- **WHAT THIS TASK INVOLVES**:
Type every record exactly as it appears.

- **SOURCE MATERIAL**:

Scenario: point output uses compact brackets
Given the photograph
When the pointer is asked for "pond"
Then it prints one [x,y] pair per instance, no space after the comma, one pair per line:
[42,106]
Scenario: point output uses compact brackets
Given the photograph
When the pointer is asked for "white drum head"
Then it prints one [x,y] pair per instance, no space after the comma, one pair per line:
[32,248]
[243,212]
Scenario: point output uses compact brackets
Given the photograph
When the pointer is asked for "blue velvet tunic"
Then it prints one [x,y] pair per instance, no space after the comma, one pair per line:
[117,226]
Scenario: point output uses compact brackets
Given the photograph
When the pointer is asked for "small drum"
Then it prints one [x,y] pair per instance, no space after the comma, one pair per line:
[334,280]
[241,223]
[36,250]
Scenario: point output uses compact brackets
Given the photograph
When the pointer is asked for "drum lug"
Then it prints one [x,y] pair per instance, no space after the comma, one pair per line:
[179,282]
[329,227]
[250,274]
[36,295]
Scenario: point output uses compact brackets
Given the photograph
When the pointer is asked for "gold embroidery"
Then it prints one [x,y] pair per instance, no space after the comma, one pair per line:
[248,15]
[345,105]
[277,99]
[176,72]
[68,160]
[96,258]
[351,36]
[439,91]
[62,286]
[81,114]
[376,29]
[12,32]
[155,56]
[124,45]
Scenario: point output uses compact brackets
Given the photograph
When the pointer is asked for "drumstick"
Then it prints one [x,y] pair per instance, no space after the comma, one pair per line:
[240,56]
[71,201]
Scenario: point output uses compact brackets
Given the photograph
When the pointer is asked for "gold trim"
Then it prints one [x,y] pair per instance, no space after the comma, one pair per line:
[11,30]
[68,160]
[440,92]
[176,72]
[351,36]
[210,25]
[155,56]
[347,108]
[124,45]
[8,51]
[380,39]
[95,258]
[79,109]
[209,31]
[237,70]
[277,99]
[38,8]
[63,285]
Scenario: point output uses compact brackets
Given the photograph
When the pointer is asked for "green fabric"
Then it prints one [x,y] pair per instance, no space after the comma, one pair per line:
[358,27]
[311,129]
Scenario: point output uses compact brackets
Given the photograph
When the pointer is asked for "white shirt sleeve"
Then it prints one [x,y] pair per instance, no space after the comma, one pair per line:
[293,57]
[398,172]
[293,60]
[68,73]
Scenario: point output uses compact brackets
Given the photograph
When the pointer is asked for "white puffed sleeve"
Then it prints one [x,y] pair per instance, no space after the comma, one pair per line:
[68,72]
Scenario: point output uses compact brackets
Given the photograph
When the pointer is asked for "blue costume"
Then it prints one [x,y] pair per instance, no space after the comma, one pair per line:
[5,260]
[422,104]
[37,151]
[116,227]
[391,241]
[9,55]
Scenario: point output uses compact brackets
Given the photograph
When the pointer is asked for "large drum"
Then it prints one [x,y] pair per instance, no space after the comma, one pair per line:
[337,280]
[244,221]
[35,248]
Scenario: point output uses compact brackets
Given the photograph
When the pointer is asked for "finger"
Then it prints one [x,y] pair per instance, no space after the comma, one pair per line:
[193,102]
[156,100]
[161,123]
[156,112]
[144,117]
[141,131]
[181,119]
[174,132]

- **RIGHT ANSWER**:
Scenario: point output uses compact brackets
Given the photograph
When the pointer is asked for "pond"
Then it prints one [x,y] pair per instance, no space after the comma, one pair per line:
[42,106]
Scenario: point output uses compact brackets
Given the photograph
When the pointer is asked for "white drum head"
Then it prints one [x,y] pair per instance, no space after the comma, one pair per line:
[32,248]
[243,212]
Scenario: point output uses compact brackets
Given the photograph
When the pointer is asked for "blue velvet tunic"
Then it prints one [x,y] pair per instance, no space after the comma, one pair per line:
[117,226]
Scenario: point output uses compact brackets
Given the photograph
When the pointer is asked for "small drum"
Then it prints one [x,y] pair per instance, no space after the comma, one pair per line:
[334,280]
[241,223]
[36,250]
Scenario: point output uses compact brackets
Given the photograph
When the pointer is asked for "drum lug"
Then it prints one [x,y] pair per instance, no space after the comma, one pair per line:
[179,282]
[329,227]
[250,274]
[36,295]
Scenario: point output uses compact brackets
Given the photograph
When the pointer is asked for "gold embroidery"
Then it prints one [x,y] pair per instance, no space after the comma, one pair per line:
[248,15]
[345,105]
[277,99]
[176,72]
[68,160]
[96,258]
[351,36]
[439,91]
[62,286]
[81,114]
[376,29]
[12,32]
[155,56]
[124,45]
Scenario: point output uses compact brackets
Given the photograph
When the pointer is asked for "drumstick"
Then it prints one [x,y] pair per instance, no space after the comma, one pair per line:
[240,56]
[71,201]
Scenario: point output uses compact brackets
Given the photograph
When the pointer is asked for "gold trim"
Then it prints one [x,y] pair per instance, no space after the comma, one pair per line:
[11,30]
[68,160]
[440,92]
[176,72]
[351,36]
[210,25]
[155,56]
[347,108]
[124,45]
[8,51]
[380,39]
[95,258]
[79,109]
[209,31]
[237,70]
[277,99]
[38,8]
[63,285]
Scenario: point output uses compact brackets
Given the photograph
When the pointer is asked for "green fabric"
Then it prints one [x,y] pair per instance, no space after the comma, one pair per line:
[358,27]
[311,129]
Scenario: point output uses compact brackets
Given the photograph
When the pointer is asked for "white shirt sleeve"
Then it prints one [x,y] pair per instance, no space after the comma, one pair per line:
[293,57]
[398,172]
[293,60]
[68,73]
Scenario: point output uses compact brackets
Given the photograph
When the pointer is asked for "white puffed sleeve"
Then it prints one [x,y] pair per instance, no space after the comma, one pair per line:
[68,72]
Scenario: point output uses compact brackets
Given the photograph
When the pointer is asked for "blue costume"
Then it prints one [x,y] pair per instance, no space after the comma, one pair per line:
[5,260]
[422,104]
[37,151]
[116,227]
[391,241]
[9,55]
Scenario: point output uses compact brackets
Given the photograph
When the pointer is asked for "large drum"
Then it prints one [x,y] pair per instance, no space after the comma, one pair per line:
[337,280]
[244,221]
[35,248]
Scenario: point output uses compact brackets
Given the photograph
When the pointer is asked for "finger"
Then it prints one [x,y] pair per instance, no space after the comma, one pair per line:
[193,102]
[156,100]
[161,123]
[156,112]
[144,117]
[141,131]
[181,119]
[174,132]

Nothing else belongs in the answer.